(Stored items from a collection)
--------------------
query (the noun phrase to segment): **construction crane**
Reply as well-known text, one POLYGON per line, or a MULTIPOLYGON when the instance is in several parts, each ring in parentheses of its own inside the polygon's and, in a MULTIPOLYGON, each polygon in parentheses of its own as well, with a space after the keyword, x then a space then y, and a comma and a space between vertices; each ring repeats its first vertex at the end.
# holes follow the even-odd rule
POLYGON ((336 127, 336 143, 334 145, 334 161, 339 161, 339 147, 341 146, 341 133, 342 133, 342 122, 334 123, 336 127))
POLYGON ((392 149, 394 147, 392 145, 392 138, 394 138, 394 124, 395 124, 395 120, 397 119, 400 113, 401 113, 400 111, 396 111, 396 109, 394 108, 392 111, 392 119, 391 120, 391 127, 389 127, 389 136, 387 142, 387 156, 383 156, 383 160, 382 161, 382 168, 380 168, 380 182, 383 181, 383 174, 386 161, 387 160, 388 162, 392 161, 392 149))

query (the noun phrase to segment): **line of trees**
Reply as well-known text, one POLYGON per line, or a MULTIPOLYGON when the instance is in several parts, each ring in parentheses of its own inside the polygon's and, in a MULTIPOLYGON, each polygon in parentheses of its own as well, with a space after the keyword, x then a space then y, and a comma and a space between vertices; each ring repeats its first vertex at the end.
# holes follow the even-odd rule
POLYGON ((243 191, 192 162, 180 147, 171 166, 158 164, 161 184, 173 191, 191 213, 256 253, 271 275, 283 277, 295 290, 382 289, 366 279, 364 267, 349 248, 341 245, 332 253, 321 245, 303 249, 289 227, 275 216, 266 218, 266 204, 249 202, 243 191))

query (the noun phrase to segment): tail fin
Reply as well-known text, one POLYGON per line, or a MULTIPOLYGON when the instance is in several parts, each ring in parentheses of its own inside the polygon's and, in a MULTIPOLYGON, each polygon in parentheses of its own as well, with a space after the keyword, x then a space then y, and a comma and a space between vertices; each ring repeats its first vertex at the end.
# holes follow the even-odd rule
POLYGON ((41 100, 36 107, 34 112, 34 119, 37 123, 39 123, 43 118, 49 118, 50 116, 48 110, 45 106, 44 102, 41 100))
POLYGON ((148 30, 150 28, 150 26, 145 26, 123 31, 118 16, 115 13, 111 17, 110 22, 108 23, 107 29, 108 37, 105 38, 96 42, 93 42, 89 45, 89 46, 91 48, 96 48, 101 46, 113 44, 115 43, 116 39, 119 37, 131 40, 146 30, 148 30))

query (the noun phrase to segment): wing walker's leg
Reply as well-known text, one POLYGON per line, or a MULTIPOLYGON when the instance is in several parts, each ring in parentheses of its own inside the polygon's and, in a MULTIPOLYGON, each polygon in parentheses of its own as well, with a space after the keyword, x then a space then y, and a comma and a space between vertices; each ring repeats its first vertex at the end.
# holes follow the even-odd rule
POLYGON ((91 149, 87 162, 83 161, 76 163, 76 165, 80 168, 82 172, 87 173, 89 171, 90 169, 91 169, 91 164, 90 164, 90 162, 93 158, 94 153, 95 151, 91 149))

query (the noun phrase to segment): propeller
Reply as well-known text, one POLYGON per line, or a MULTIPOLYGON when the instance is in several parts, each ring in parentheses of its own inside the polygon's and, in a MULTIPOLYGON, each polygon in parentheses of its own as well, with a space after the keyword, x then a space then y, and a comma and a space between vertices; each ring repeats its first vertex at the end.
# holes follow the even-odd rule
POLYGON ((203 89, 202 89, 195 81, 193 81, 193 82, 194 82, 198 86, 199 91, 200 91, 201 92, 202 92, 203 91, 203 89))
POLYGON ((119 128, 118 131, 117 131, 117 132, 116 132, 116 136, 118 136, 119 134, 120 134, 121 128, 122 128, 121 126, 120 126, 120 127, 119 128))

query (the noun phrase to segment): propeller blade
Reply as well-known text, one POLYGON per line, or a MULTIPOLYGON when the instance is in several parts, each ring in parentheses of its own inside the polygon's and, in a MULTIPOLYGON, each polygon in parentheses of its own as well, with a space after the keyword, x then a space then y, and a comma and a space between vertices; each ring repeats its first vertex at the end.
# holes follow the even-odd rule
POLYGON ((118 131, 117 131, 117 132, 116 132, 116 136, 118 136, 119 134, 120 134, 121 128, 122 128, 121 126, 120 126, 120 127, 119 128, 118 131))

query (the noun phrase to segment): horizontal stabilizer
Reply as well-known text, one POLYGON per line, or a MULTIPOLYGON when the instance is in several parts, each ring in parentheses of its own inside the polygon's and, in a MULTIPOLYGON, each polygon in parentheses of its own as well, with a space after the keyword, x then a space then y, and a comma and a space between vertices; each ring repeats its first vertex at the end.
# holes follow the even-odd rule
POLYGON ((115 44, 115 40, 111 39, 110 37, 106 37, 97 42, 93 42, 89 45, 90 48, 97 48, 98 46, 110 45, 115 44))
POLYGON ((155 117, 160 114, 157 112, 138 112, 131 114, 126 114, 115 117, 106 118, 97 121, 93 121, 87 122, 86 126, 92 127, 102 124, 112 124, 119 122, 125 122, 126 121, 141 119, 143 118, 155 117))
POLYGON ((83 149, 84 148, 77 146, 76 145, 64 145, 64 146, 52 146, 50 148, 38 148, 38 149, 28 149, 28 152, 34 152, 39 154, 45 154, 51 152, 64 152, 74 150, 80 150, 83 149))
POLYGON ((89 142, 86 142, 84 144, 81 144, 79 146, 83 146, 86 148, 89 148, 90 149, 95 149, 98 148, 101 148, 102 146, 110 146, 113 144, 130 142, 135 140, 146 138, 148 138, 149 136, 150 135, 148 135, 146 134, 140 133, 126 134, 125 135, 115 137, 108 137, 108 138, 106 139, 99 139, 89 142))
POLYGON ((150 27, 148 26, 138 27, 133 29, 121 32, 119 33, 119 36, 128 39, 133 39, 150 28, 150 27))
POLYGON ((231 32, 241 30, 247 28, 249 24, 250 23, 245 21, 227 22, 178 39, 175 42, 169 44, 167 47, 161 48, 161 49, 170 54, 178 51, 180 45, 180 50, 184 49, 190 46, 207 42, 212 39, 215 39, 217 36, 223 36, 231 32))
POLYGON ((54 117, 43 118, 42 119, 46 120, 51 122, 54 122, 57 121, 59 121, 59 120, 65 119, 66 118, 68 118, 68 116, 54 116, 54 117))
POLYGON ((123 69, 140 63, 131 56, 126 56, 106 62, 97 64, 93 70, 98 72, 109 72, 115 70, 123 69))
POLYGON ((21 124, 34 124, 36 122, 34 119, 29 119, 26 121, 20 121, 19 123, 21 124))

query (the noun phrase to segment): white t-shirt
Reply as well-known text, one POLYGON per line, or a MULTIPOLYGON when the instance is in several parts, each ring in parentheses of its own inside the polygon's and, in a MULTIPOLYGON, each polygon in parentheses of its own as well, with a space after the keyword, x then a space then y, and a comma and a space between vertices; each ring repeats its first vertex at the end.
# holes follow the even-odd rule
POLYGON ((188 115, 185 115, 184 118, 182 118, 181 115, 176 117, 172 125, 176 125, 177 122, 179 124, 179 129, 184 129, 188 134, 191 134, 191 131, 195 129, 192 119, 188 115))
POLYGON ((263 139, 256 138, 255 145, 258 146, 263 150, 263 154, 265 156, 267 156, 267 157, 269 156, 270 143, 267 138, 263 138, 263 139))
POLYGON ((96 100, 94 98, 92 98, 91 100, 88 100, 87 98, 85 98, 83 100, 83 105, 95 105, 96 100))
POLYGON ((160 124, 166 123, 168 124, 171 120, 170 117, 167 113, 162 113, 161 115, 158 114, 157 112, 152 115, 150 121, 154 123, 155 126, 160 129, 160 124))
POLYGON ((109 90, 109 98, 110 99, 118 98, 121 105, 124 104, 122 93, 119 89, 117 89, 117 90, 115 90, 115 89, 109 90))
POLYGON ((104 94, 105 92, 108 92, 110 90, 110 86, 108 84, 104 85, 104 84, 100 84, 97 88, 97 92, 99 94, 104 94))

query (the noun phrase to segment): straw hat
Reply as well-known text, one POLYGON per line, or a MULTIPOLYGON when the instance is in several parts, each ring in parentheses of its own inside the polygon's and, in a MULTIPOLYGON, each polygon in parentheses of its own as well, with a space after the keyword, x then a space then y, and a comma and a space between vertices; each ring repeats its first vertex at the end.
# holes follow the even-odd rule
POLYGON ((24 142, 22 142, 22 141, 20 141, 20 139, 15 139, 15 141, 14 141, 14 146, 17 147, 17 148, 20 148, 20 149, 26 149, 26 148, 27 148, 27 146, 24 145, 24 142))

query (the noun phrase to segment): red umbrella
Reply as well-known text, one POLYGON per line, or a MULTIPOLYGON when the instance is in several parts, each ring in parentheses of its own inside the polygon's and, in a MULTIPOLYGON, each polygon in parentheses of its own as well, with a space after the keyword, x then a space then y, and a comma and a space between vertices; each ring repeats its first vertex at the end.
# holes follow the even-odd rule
--------------------
Given request
Give the data starting at the line that contains "query (the noun phrase to segment): horizontal" and ending at the line that contains "POLYGON ((150 27, 148" as a two-column CSV with the columns input and output. Use one row per text: put the text in input and its answer in output, each as a single quoted field with line breaks turned into spaces.

Final answer
input,output
"query (the noun phrase to segment): horizontal stabilizer Reply as well-known text, one POLYGON per line, or a MULTIPOLYGON when the instance is in several parts, each ring in parentheses of its own inside the polygon's and, in a MULTIPOLYGON, each polygon in parentheses of its own as well, with a space after the keyword, x then a space then y, and a comma and a space between vertices; each ring repeats its first vertex at the end. # holes follow the even-odd rule","POLYGON ((115 44, 115 40, 111 39, 110 37, 106 37, 97 42, 93 42, 89 45, 90 48, 97 48, 98 46, 110 45, 115 44)) POLYGON ((155 117, 160 114, 157 112, 138 112, 131 114, 126 114, 115 117, 106 118, 97 121, 93 121, 87 122, 86 126, 92 127, 102 124, 112 124, 119 122, 125 122, 126 121, 141 119, 143 118, 155 117)) POLYGON ((83 149, 84 148, 77 146, 76 145, 64 145, 64 146, 52 146, 50 148, 38 148, 38 149, 28 149, 28 152, 34 152, 39 154, 45 154, 51 152, 64 152, 74 150, 80 150, 83 149)) POLYGON ((89 142, 86 142, 84 144, 81 144, 79 146, 83 146, 86 148, 89 148, 90 149, 95 149, 98 148, 101 148, 102 146, 110 146, 113 144, 130 142, 135 140, 146 138, 148 138, 149 136, 150 135, 148 135, 146 134, 140 133, 126 134, 125 135, 115 137, 108 137, 108 138, 106 139, 99 139, 89 142)) POLYGON ((150 27, 148 26, 138 27, 133 29, 121 32, 119 33, 119 36, 128 39, 133 39, 150 28, 150 27))"